> [BRANO DA LEGGERE]
------
Lei è assessore all’ambiente e s’occupa di montagna, parchi e foreste, ma è anche amministratore d’esperienza e lunga militanza politica, e dunque non le sarà sfuggito come negli ultimi tempi si stia sempre più parlando di lupi: lo fanno giornali e tv segnalando avvistamenti un po’ ovunque, lo fanno pastori e agricoltori lamentando danni per le aggressioni al bestiame domestico, e non solo più ovicaprini, ma pure bovini ed equini; lo facciamo anche noi, che la presenza del lupo la rileviamo sul territorio durante l’esercizio della nostra attività.
L’abbandono e lo spopolamento delle montagne cui abbiamo assistito negli ultimi decenni, così come l’aumento di boschi e foreste con conseguente esplosione demografica di ungulati quali cinghiali, cervi, caprioli e camosci, hanno favorito il ritorno massiccio di grandi predatori carnivori sulle Alpi: orso, lince, e da noi il lupo. Ciò sta avvenendo in tutta Italia, provocando un vero e proprio allarme sociale da parte del mondo agricolo e rurale, cui al contrario rispondono cori d’esultanza da parte di quello ambientalista e animalista; il tutto nell’indifferenza, o quasi, della politica.
------
> [CONSEGNA] Prosegui il brano sul ritorno del lupo in montagna, scrivendo il seguito della sua ultima frase. I dati costituiscono materiale a sé, indipendente dal brano.

> [DATI DI PARTENZA]
------
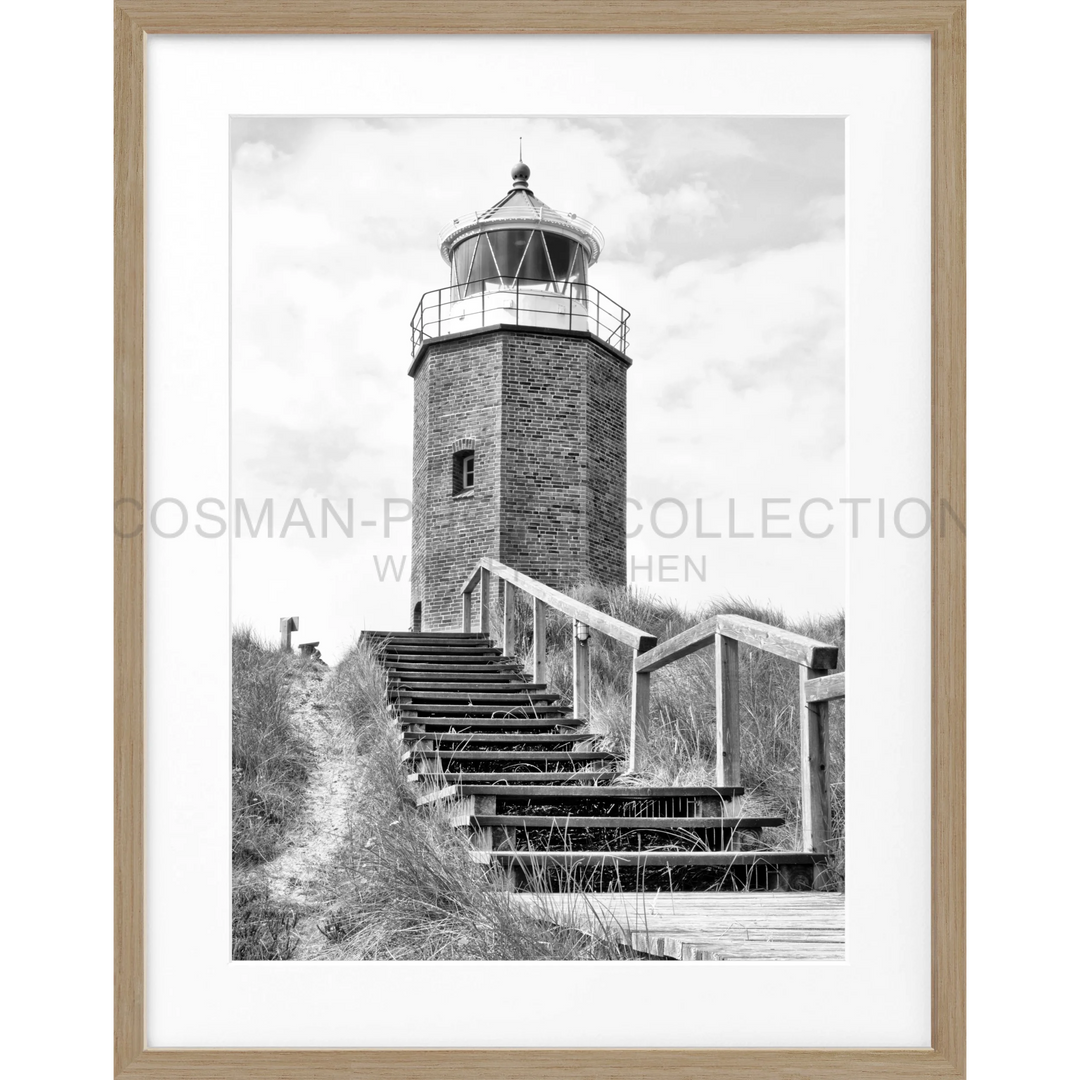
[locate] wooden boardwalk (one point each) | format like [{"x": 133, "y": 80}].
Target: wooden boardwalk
[{"x": 705, "y": 926}]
------
> [SVOLGIMENTO]
Il lupo, dapprima riapparso con sporadiche presenze sull’arco alpino occidentale, e…caso strano sempre all’interno di parchi o zone protette, s’è poi ampiamente diffuso in buona parte del Piemonte tanto che ora i suoi avvistamenti nemmeno più si contano per quanto sono numerosi e ripetuti, dall’alta montagna sino alle periferie di paesi e città, Torino compresa. Li vedono in molti: pastori ed agricoltori, cacciatori ed escursionisti, cercatori di funghi od anche semplici cittadini che li fotografano o filmano con il loro telefonino al margine di strade o vicini ad abitazioni; insomma, chi d’abitudine frequenta boschi o montagne ha chiara sensazione della loro presenza e degli spostamenti dei branchi, trovando tracce e feci disseminate un po’ ovunque, talvolta anche carcasse d’animali predati.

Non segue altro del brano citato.